====== TASK DATA

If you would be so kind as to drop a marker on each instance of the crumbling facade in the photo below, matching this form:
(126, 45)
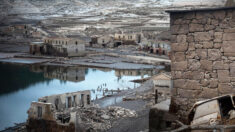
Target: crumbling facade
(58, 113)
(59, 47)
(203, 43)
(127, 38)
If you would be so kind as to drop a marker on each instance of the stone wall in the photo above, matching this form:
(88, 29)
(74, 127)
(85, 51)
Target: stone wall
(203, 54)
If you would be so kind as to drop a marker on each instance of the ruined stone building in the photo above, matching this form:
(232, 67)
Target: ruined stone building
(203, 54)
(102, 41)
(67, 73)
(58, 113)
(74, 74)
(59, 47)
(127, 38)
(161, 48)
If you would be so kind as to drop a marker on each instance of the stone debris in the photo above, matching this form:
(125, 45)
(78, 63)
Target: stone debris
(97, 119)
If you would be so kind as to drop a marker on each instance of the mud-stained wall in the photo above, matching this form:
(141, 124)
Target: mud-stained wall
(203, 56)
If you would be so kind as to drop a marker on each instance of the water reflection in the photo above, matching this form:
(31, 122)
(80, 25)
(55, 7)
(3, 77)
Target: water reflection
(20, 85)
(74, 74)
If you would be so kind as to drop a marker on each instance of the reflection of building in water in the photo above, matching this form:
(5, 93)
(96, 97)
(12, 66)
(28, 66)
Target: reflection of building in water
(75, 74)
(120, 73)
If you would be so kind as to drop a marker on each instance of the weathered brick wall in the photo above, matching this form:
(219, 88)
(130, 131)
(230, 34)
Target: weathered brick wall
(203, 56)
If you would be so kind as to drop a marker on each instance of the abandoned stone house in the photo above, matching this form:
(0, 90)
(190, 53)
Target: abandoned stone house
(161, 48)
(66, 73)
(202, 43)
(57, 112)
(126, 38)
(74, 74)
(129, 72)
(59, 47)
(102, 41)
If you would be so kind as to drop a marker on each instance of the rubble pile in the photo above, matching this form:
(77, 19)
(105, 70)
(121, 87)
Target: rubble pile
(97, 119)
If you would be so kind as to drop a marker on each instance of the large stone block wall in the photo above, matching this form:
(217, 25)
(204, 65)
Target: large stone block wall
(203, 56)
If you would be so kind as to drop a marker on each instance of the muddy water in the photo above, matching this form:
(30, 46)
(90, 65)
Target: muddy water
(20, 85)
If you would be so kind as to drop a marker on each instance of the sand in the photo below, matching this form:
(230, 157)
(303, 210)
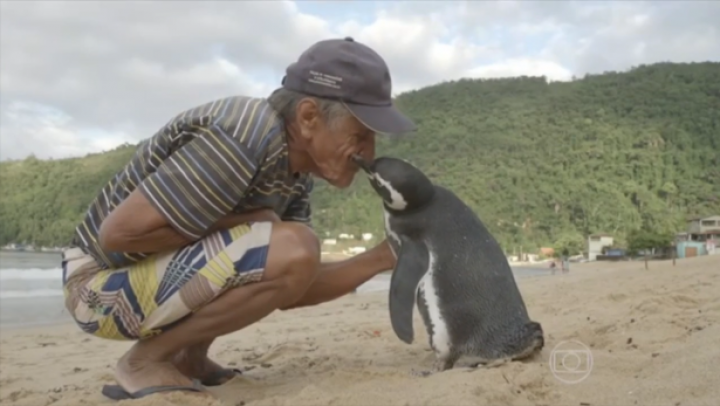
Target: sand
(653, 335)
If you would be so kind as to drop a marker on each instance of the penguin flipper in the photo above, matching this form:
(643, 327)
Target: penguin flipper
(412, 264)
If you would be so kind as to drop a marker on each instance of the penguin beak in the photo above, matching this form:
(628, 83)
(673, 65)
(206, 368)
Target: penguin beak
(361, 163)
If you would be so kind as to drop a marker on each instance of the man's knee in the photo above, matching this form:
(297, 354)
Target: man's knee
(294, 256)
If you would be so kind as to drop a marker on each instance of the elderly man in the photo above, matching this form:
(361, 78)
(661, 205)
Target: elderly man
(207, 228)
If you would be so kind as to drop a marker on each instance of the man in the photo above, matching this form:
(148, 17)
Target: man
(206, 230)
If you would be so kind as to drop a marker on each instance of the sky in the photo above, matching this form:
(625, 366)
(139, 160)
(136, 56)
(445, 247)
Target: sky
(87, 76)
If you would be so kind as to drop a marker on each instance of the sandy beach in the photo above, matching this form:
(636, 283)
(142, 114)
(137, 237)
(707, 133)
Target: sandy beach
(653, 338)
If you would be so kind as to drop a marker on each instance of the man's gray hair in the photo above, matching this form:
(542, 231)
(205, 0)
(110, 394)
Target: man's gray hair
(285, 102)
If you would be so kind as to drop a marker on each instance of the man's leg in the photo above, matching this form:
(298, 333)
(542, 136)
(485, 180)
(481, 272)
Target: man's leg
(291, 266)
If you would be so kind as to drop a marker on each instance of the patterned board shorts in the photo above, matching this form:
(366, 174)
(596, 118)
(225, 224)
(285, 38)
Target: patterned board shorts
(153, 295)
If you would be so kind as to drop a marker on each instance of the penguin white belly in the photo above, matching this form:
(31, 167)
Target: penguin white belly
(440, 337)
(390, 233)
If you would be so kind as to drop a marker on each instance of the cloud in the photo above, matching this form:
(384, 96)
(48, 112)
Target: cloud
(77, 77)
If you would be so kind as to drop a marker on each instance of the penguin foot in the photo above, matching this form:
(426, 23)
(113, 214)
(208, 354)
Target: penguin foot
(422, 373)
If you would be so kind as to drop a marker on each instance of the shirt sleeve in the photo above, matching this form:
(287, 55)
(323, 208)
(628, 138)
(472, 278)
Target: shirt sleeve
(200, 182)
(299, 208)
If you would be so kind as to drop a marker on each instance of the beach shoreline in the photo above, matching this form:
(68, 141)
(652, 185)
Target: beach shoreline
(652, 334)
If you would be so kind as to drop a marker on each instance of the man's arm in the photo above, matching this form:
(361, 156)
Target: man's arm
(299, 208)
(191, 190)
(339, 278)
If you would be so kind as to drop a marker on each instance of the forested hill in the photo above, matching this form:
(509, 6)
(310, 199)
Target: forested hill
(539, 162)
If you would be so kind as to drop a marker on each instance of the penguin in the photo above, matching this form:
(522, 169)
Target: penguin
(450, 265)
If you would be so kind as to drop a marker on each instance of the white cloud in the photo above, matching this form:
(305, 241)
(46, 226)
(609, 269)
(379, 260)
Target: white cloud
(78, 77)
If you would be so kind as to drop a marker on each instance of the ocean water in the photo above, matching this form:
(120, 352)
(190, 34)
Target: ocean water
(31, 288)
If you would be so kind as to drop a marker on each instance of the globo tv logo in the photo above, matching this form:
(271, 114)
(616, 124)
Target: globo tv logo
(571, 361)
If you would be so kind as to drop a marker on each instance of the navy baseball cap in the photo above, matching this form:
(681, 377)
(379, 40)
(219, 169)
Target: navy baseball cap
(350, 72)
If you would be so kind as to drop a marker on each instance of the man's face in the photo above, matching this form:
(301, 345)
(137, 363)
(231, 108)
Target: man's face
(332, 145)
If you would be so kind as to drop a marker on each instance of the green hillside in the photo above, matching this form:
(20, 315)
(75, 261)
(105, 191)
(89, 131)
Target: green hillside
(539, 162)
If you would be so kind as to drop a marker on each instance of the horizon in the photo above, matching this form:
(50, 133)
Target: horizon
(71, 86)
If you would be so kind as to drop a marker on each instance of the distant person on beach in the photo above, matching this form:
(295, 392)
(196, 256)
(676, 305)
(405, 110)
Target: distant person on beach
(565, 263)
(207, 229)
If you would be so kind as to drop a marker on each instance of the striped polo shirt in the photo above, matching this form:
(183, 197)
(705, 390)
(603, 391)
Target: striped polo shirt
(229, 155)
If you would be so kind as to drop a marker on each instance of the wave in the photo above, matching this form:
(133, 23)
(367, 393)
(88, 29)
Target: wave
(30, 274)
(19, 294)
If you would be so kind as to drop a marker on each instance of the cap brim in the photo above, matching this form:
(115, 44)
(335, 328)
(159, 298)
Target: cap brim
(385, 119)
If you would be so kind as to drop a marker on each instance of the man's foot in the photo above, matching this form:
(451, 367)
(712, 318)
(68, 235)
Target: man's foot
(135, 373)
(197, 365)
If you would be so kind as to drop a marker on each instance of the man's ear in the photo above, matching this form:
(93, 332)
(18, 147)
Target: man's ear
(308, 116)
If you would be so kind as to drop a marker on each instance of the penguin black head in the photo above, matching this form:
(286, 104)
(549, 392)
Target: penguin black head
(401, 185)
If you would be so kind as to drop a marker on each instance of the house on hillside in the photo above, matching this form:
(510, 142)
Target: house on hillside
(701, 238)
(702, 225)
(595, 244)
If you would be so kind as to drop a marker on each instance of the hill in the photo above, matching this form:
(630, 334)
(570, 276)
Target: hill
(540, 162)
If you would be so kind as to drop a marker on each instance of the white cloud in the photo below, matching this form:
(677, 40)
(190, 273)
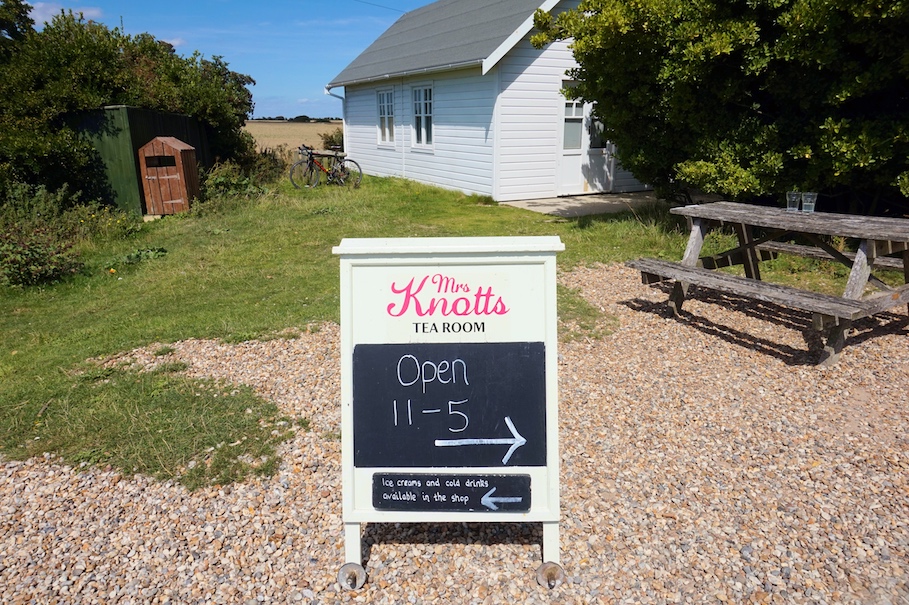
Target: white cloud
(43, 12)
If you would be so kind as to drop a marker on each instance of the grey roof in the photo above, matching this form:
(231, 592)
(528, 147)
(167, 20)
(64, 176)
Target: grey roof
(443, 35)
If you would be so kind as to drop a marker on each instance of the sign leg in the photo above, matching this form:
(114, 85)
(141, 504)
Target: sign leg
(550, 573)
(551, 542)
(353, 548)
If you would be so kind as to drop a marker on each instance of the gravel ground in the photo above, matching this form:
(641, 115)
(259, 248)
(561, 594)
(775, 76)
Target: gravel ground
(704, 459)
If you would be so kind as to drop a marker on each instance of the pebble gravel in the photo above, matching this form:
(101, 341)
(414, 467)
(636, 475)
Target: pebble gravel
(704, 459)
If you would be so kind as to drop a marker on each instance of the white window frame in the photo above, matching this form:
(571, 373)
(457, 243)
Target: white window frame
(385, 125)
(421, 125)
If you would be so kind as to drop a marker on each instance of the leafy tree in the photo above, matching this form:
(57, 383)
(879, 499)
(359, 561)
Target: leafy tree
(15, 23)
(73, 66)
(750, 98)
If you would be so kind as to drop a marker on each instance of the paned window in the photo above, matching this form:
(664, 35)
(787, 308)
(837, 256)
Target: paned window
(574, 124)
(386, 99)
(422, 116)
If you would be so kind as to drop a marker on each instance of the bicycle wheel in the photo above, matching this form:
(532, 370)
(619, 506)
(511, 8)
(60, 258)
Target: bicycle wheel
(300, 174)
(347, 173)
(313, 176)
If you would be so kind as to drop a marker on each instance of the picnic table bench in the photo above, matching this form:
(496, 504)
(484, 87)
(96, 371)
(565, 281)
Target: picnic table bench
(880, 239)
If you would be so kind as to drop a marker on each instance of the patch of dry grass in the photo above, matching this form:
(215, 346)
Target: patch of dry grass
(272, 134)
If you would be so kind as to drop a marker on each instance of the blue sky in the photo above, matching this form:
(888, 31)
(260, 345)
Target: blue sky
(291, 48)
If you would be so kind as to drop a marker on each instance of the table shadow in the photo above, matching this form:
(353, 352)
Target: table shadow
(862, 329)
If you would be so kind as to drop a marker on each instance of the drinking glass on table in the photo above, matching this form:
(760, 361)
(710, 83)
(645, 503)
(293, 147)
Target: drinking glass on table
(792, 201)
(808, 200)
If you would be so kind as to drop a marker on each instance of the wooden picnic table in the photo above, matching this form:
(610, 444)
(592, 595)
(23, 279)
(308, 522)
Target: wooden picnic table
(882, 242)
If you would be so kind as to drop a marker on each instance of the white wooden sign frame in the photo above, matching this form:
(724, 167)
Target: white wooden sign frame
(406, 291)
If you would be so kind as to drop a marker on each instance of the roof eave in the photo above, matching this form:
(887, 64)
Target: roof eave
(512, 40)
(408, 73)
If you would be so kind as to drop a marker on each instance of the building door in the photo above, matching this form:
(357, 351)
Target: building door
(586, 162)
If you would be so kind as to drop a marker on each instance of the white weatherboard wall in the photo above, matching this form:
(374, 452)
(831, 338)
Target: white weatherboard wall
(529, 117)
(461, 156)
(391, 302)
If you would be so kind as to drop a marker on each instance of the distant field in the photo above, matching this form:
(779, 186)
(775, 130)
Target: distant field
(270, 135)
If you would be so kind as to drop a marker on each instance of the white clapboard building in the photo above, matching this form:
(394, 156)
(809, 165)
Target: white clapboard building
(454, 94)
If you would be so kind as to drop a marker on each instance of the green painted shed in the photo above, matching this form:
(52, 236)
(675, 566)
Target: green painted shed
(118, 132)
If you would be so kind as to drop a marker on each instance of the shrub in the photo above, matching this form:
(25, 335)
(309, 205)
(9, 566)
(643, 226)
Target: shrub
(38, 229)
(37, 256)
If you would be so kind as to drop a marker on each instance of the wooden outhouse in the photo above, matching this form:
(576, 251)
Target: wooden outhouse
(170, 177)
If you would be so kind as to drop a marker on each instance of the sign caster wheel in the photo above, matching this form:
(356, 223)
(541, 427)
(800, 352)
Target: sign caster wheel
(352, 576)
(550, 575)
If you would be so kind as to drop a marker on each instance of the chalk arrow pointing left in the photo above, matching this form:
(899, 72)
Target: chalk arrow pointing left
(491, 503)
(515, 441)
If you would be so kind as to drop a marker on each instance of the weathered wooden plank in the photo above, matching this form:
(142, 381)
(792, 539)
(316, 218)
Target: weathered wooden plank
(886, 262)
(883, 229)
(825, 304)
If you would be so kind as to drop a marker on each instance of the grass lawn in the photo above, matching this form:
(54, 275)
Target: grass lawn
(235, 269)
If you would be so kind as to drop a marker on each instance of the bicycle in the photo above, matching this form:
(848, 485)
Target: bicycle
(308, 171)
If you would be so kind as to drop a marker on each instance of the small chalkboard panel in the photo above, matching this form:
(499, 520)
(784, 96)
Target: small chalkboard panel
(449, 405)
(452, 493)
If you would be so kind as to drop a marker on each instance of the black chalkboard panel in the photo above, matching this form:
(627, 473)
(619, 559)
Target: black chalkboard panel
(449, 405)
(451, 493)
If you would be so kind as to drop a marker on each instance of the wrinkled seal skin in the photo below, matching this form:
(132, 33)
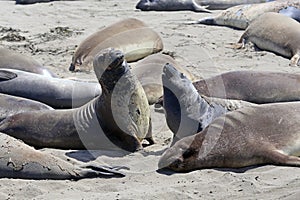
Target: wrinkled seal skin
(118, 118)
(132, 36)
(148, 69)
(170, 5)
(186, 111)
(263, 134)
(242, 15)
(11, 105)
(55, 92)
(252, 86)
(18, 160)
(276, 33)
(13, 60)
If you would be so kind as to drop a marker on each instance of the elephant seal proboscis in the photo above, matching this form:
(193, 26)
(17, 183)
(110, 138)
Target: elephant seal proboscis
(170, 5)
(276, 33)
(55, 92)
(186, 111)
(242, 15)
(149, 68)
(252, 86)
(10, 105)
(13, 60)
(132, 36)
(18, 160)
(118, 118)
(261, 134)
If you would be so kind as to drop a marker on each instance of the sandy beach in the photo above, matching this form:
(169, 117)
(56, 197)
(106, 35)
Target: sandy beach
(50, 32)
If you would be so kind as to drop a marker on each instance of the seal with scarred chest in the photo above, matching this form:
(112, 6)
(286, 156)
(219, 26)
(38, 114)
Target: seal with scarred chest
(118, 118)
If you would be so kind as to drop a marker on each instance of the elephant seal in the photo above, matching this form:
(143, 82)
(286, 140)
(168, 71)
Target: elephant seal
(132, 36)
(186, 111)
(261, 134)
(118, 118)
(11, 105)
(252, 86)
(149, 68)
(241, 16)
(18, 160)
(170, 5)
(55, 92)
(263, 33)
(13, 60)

============

» **WHAT TO DO**: Please extract exactly, and only, the lines from the line containing "seal proboscis in" through the last line of the records.

» **WORKED ANSWER**:
If you would be so kind as to drop a marker on each instance of the elephant seal proboscis in the photo above, matching this form:
(193, 26)
(17, 183)
(110, 138)
Target: elephant seal proboscis
(170, 5)
(276, 33)
(55, 92)
(186, 111)
(242, 15)
(149, 68)
(252, 86)
(10, 105)
(13, 60)
(132, 36)
(18, 160)
(118, 118)
(261, 134)
If you would be so kind as to drop a marker on each instance of the sandy beach in the photo above, matching this form:
(169, 117)
(56, 197)
(106, 35)
Target: sandy beach
(50, 32)
If you would be so kind as to drop a marker on each instance of the seal with scarred chest in the photo above, matching this form:
(112, 6)
(286, 156)
(219, 26)
(38, 114)
Target: seal with scarred chest
(118, 118)
If you would be so kind as to drop a marker on each instance of the elephant seal in the photo above, matching this form:
(143, 82)
(286, 140)
(168, 71)
Target: elephant seal
(132, 36)
(186, 111)
(261, 134)
(118, 118)
(11, 105)
(252, 86)
(149, 68)
(241, 16)
(18, 160)
(170, 5)
(55, 92)
(263, 33)
(13, 60)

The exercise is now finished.